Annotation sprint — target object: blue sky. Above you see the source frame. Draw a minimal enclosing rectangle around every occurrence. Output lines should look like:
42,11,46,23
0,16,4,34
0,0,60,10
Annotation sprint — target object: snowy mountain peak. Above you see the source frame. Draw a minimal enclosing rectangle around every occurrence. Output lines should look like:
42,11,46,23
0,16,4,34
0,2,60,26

────

◆ REQUIREMENT
Each record must be returned in full and exactly.

◆ THE ANSWER
Annotation sprint — target object: blue sky. Above you see the source frame. Draw a minimal enclosing rectangle around every occurrence. Output lines should look like:
42,11,46,23
0,16,4,34
0,0,60,10
Annotation sprint — target object: snowy mountain peak. Above you see the source frame. Draw a minimal enclosing rectangle around every occurrence. Output lines should look like:
42,11,46,23
0,16,4,34
0,2,60,26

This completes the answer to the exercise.